■ WRITTEN INSTRUCTION: Leave out any pictures and transcribe all other data below exactly.
* begin INFORMATION GIVEN *
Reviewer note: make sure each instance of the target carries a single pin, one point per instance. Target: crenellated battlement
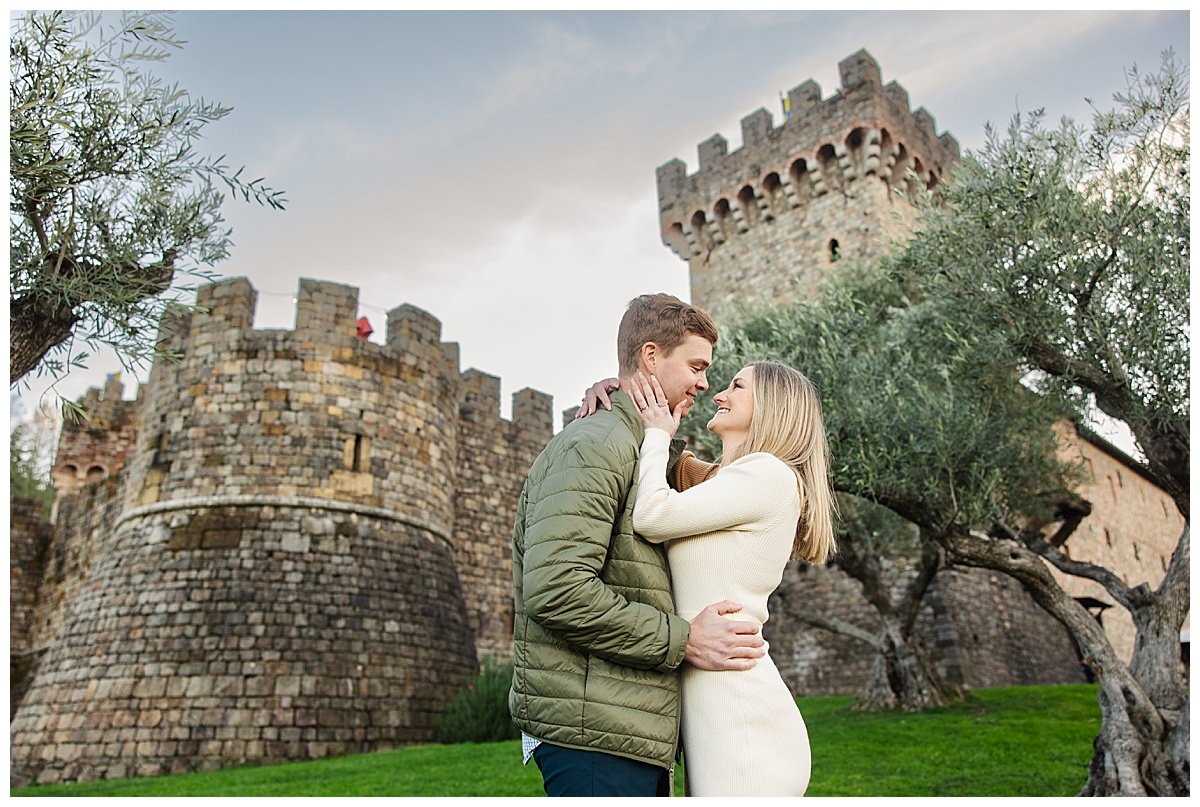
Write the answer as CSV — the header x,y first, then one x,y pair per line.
x,y
309,525
863,147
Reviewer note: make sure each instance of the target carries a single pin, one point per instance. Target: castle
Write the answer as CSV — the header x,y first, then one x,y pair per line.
x,y
295,543
768,223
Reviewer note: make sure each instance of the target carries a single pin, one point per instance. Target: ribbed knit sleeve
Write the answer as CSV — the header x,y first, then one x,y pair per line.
x,y
744,495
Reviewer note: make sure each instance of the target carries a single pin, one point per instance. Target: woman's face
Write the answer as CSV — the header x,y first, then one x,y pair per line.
x,y
735,407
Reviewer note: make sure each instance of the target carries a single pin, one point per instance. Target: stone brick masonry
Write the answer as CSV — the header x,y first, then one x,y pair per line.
x,y
297,543
768,223
304,555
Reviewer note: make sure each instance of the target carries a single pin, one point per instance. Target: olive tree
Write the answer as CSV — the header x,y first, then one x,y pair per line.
x,y
1071,247
918,424
109,203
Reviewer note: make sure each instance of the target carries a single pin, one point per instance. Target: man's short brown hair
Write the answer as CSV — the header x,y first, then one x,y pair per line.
x,y
663,320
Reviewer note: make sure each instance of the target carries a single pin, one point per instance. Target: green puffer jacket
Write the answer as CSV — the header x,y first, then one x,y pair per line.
x,y
595,638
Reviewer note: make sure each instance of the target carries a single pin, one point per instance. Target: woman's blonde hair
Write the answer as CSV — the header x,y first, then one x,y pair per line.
x,y
787,423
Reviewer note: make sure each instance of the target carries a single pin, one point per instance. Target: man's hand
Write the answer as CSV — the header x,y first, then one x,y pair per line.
x,y
720,644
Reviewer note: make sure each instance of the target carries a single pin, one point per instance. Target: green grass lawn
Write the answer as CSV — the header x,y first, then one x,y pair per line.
x,y
1017,741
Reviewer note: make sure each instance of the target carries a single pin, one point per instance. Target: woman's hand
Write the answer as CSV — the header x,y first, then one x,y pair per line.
x,y
598,394
652,405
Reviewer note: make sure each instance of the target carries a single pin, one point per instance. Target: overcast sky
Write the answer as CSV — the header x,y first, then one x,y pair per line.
x,y
497,168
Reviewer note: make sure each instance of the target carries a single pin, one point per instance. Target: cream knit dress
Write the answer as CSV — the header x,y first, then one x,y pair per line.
x,y
730,539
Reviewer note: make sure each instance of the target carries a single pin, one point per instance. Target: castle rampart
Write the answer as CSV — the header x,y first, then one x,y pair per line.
x,y
765,225
282,568
833,181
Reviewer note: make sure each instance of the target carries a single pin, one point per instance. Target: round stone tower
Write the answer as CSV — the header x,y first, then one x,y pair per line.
x,y
280,581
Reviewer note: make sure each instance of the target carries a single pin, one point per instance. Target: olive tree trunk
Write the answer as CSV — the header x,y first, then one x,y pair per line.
x,y
901,675
1143,745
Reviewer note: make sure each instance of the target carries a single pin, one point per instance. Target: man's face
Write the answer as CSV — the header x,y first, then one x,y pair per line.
x,y
682,372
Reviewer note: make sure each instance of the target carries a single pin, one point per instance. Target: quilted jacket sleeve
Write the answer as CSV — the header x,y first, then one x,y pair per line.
x,y
568,532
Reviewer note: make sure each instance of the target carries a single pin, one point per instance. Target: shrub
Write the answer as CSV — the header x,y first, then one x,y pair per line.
x,y
479,711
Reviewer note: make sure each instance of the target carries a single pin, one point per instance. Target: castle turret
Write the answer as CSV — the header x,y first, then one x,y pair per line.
x,y
766,222
274,577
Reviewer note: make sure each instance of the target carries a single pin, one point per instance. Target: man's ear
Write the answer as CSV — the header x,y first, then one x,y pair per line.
x,y
649,354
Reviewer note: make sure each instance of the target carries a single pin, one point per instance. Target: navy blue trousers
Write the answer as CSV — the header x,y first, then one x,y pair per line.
x,y
574,772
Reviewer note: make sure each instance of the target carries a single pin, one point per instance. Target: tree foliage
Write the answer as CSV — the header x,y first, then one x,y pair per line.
x,y
109,201
1074,244
1057,256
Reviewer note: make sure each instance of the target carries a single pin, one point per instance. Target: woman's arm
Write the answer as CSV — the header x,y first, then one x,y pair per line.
x,y
744,495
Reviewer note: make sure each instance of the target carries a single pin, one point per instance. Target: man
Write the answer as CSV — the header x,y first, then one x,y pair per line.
x,y
597,643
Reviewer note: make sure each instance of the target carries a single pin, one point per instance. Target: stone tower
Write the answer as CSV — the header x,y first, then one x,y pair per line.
x,y
833,181
274,573
767,225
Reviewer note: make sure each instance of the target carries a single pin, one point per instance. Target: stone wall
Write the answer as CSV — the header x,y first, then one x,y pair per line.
x,y
317,632
1133,530
493,458
274,571
94,447
29,538
767,222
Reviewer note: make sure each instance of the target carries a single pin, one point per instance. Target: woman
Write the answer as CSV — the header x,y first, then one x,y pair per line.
x,y
731,538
* end INFORMATION GIVEN *
■ RESPONSE BELOW:
Reviewer note: make sure each instance of the target carries a single pin, one point per instance. Target: crenellated battlement
Write the answer as CSV — the header x,y first, then one x,y pair per line.
x,y
309,525
863,147
Reviewer note: make sure each instance of the target carries a single pin, one point per instance. Target: castle
Write the answer as CSV — the header x,y first, then one x,y pair per line.
x,y
295,543
768,223
Reviewer note: make sure each instance of the target carries a single pin, one point per instance. Target: ribbed knit sleeve
Write the answer as CSV — the header x,y first, then one x,y pair per line.
x,y
744,495
Reviewer note: make sure each instance of the target carries a single pin, one point per instance. Target: woman's face
Write the answer as CSV — the header x,y first, then one x,y pair per line.
x,y
735,407
Reviewer note: make sure each instance of the target carries a single pin, one point per instance. Target: stone brick masonry
Write the answer as CSV — the header x,y first, then one x,y pair per line.
x,y
297,543
768,223
304,555
Reviewer note: make sure each instance of the target carries a single pin, one point per instance. Target: olive tree
Write the answer as CSV — the header x,y first, then one x,y pair per line.
x,y
1071,247
918,424
109,203
Reviewer note: make sure each instance of the target carries a single pin, one point per instance. Target: man's short brown hair
Write the answer as CSV — the header x,y first, then one x,y pair per line.
x,y
663,320
Reviewer note: make sure each instance of the target carries a single pin, one point per instance. Target: green puffer jacket
Write the answer as CSV — the header x,y first, then one x,y pair per line.
x,y
595,638
Reviewer note: make sure each instance of the target carries a single pin, one point per instance. Target: woman's blonde hair
Write the answer as CSV — the header x,y first, then one x,y pair per line.
x,y
787,423
Reviewer note: make sure each instance of the target carries a single pin, one point per instance. Target: man's hand
Write the answer as CSV — the header x,y first, then one x,y pair per line.
x,y
720,644
Reviewer note: make sure each instance of the target carries a single pin, one point per instance. Target: green grass lawn
Write the answer as CSV — the header x,y first, then one x,y pair per line.
x,y
1017,741
Reviewer note: make sure each instance of the target carries a single pin, one point per instance. Target: woman's hand
Write the answer as CSV — the header x,y first, then one x,y pair per line.
x,y
598,394
652,405
Reviewer note: make sure each instance of the target carries a single pin, one point per instance. Target: overcast sky
Write the answer as CSV — the header x,y first, then one x,y pair per line.
x,y
497,168
Reviewer note: make sure each instance of the target carries a single pin, one point per instance. Target: cream knit dress
Write the answer as CSV — the header x,y first, then one x,y pair per line.
x,y
730,539
Reviewer note: make sure each instance of the target carries a single pin, one point per instance. Target: castle rampart
Write the answer as CSV — the header x,y first, then one x,y pair per line.
x,y
765,225
282,568
833,181
Reviewer note: make sure each instance of the target carries a single pin, one point per instance. Target: round stone tower
Write the answer as CSV — the header x,y first, then one x,y pair per line.
x,y
280,581
Reviewer note: make sure each instance of the target carries a single pin, one point per instance. Target: olive tree trunk
Write the answer as CSV — the header x,y first, then one x,y pair per line.
x,y
901,675
1143,745
Reviewer note: make sure each instance of the target carries a single pin, one point per instance. Target: man's face
Write the answer as CSV — the header x,y first, then one x,y pair per line.
x,y
682,372
Reviewer note: make sure each instance of the target carries a single pin, one point per instance. Target: quilted jacket sleeve
Write the answer as CSV — the header x,y first, then one x,y pair per line.
x,y
568,532
Reviewer note: make sure each instance of the target carries a single pin, one point per instance. Target: shrub
Write the answer as CSV — the header x,y first, then one x,y pair per line.
x,y
479,711
Reviewer note: make sure each instance of the target carries a single pin, one point per instance. Target: castle turret
Write the answer as CSV — the header x,y first, then one x,y pair per line.
x,y
766,222
274,577
Reviewer note: make sure each instance of the target carries a single pin, one point per instance. Target: man's ear
Write the answer as CSV — the header x,y first, then one x,y pair per line.
x,y
649,354
Reviewer note: make sure each instance of the target carries a single pin, one point per instance. Target: navy blue trousers
Write the answer as CSV — the header x,y first, then one x,y pair per line.
x,y
574,772
Reviewer note: make sure each instance of the target carries a single pin, one point per instance. Target: tree foliage
Write the answer as CSV — the header x,y first, then one x,y pair per line.
x,y
109,201
1074,244
1057,256
Reviewer note: make sure each instance of the target carries a single pin, one point per instance. Target: woman's arm
Write the answer as CSV — the header x,y first, then one x,y pair per line.
x,y
744,495
Reviewer note: make sure each instance of the target carries a single pin, one point per instance. Target: man
Write the answer as CSV — the header x,y first, then one x,y pair per line.
x,y
597,643
Reviewer note: make sure each instance of the target carries a single pin, one point per instance. Target: stone tower
Write the answer as CSV — the header x,y first, then one x,y pair per line.
x,y
833,181
274,573
767,225
Reviewer note: make sure each instance of the target carries a single pin, one point per instance. Target: stone wall
Write the answer as CSV — the header x,y first, then one x,y pair per line.
x,y
317,632
1133,530
493,458
274,571
94,447
29,538
767,222
Reviewer note: make sure each instance of the target carries a single pin, one point per instance. Target: woman
Write the answer as CSV — the header x,y first, then one x,y pair per line.
x,y
731,538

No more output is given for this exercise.